*EXERCISE DETAILS:*
Recast the material below as a Markdown table with two columns, Row and Line. Number each line in order and leave out any blank ones.

*GIVEN RECORDS:*

::::::::::

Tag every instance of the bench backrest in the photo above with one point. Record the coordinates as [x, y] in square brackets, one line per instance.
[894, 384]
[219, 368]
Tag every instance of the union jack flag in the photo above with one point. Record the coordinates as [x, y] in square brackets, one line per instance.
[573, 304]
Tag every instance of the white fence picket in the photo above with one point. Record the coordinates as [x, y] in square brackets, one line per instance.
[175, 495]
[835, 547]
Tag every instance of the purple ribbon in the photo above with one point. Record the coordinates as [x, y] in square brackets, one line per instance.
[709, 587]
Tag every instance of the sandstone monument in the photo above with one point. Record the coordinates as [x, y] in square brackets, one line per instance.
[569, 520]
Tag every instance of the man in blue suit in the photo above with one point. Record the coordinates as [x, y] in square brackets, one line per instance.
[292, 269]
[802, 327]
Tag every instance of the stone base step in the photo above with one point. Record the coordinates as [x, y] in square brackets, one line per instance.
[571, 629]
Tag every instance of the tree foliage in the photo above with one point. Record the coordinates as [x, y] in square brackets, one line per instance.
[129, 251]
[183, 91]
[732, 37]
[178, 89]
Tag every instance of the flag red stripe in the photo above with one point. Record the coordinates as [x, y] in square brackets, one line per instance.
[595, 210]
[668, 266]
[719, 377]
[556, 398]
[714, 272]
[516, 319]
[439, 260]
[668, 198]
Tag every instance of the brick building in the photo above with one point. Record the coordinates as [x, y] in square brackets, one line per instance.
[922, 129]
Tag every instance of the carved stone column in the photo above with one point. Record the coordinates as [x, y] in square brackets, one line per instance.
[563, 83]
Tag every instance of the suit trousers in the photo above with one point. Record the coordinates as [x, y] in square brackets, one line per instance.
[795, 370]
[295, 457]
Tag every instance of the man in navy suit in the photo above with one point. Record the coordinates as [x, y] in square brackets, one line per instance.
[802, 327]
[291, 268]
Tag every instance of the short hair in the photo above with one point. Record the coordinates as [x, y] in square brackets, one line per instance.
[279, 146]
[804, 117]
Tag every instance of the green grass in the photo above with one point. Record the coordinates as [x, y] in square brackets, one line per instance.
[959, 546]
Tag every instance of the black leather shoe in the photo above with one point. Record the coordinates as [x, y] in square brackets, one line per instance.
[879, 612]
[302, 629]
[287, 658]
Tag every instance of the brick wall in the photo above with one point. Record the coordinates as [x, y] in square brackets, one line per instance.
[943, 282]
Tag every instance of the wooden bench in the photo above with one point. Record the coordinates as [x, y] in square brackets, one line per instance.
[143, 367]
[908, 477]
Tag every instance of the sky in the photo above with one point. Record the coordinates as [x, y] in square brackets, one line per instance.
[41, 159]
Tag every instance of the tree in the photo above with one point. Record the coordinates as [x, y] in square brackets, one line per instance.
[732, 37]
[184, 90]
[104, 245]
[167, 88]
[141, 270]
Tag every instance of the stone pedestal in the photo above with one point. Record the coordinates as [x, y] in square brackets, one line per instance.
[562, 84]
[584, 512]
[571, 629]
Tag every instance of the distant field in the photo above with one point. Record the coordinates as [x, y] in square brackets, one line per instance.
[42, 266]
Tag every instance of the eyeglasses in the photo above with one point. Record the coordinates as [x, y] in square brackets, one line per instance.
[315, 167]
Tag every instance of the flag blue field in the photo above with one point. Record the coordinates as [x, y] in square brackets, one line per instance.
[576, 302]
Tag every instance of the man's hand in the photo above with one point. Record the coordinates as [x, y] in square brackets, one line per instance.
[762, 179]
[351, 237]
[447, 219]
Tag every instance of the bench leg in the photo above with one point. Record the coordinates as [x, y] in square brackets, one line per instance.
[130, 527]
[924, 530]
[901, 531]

::::::::::

*TASK SOLUTION:*
| Row | Line |
|---|---|
| 1 | Tag every instance of the bench backrest in the photo above with one point. Record the coordinates as [x, y] in square brackets, one line per instance. |
| 2 | [894, 384] |
| 3 | [219, 368] |
| 4 | Tag every instance of the union jack flag in the photo above with one point. Record the coordinates as [x, y] in square brackets, one line per instance. |
| 5 | [573, 304] |
| 6 | Tag every instance of the white fence picket in the photo above with one point. Record the coordinates as [x, y] in square brackets, one line per instance. |
| 7 | [175, 495] |
| 8 | [835, 547] |
| 9 | Tag every instance of the purple ribbon in the photo above with one point. Record the coordinates as [x, y] in square brackets, one line per instance. |
| 10 | [709, 587] |
| 11 | Tag every instance of the sandstone monument in the photo above with one point. Record the coordinates as [x, y] in square brackets, one line per instance. |
| 12 | [569, 520] |
| 13 | Tag every instance of the man in blue suit in the photo above with one point. Record the coordinates as [x, y] in square brackets, one line per instance. |
| 14 | [292, 269] |
| 15 | [802, 327] |
| 16 | Tag every instance of the stone base step in the photo above with one point. Record the coordinates as [x, y] in square brackets, one line per instance. |
| 17 | [571, 629] |
| 18 | Tag every instance of the tree foliage in the photo above with one point. Record the coordinates as [x, y] in square brackets, one line per instance. |
| 19 | [129, 251] |
| 20 | [183, 91] |
| 21 | [732, 37] |
| 22 | [178, 89] |
| 23 | Tag every instance of the flag red stripe in the photo above with one point. Record the coordinates as [x, y] in square brackets, one line per instance. |
| 24 | [595, 210] |
| 25 | [668, 266] |
| 26 | [719, 377] |
| 27 | [556, 398] |
| 28 | [714, 272] |
| 29 | [516, 319] |
| 30 | [439, 260] |
| 31 | [668, 198] |
| 32 | Tag every instance of the brick building in the photo above with one point. Record the coordinates as [x, y] in square brackets, one line per instance. |
| 33 | [922, 129] |
| 34 | Tag every instance of the carved stone column in the photo above with one point. Record the coordinates as [x, y] in square brackets, one line per instance. |
| 35 | [563, 83] |
| 36 | Tag every instance of the suit trousers in the photo above with one point. Record the coordinates as [x, y] in square brackets, one line per instance. |
| 37 | [795, 370] |
| 38 | [295, 457] |
| 39 | Tag every instance of the man in navy suit in the photo above with one point. Record the coordinates as [x, y] in square brackets, one line per instance. |
| 40 | [802, 327] |
| 41 | [291, 268] |
| 42 | Tag every instance of the short hair in the photo above with one point. Record the coordinates as [x, y] in square brackets, one line per instance. |
| 43 | [279, 146] |
| 44 | [804, 117] |
| 45 | Tag every instance of the green grass in the photo above with one point. Record the coordinates as [x, y] in square brackets, one line per instance. |
| 46 | [959, 546] |
| 47 | Tag every instance of the black leather shoe in the photo above with one point. Record the coordinates as [x, y] in square brackets, one line per instance. |
| 48 | [879, 612] |
| 49 | [302, 629] |
| 50 | [287, 658] |
| 51 | Tag every instance of the brick wall in the photo above with one point. Record the coordinates as [x, y] in square brackets, one line per instance. |
| 52 | [943, 282] |
| 53 | Tag every instance of the wooden bench in the photo above with one point. Record the coordinates as [x, y] in square brackets, one line per instance. |
| 54 | [143, 367] |
| 55 | [908, 477] |
| 56 | Tag every instance of the sky in the photo above with one point. Record the coordinates as [x, y] in square brackets, one line per instance. |
| 57 | [41, 159] |
| 58 | Tag every instance of the tree in the photo above with one point. Record the coordinates as [x, y] in square brackets, one line per instance. |
| 59 | [732, 37] |
| 60 | [184, 90] |
| 61 | [104, 245] |
| 62 | [167, 88] |
| 63 | [141, 270] |
| 64 | Tag every instance of the stone pedestal in the photo above with one point. Record the coordinates as [x, y] in square brackets, one line per instance. |
| 65 | [562, 84] |
| 66 | [584, 512] |
| 67 | [571, 629] |
| 68 | Tag every instance of the distant field in the photo above with one point. Record the coordinates as [x, y] in square brackets, one line per instance. |
| 69 | [42, 266] |
| 70 | Tag every instance of the eyeglasses in the photo above with one point. Record the coordinates as [x, y] in square brackets, one line per instance. |
| 71 | [315, 167] |
| 72 | Tag every instance of the flag blue field in the photo above with one point. Record the coordinates as [x, y] in square brackets, one line per instance. |
| 73 | [576, 302] |
| 74 | Tag every instance of the man's hand in the photo above with one point. Record the coordinates as [x, y] in square brackets, one line per instance. |
| 75 | [762, 179] |
| 76 | [351, 237] |
| 77 | [447, 219] |
| 78 | Tag every instance of the bench leg in the photo above with one point. Record the coordinates as [x, y] in square brackets, one line per instance. |
| 79 | [130, 527] |
| 80 | [924, 530] |
| 81 | [901, 531] |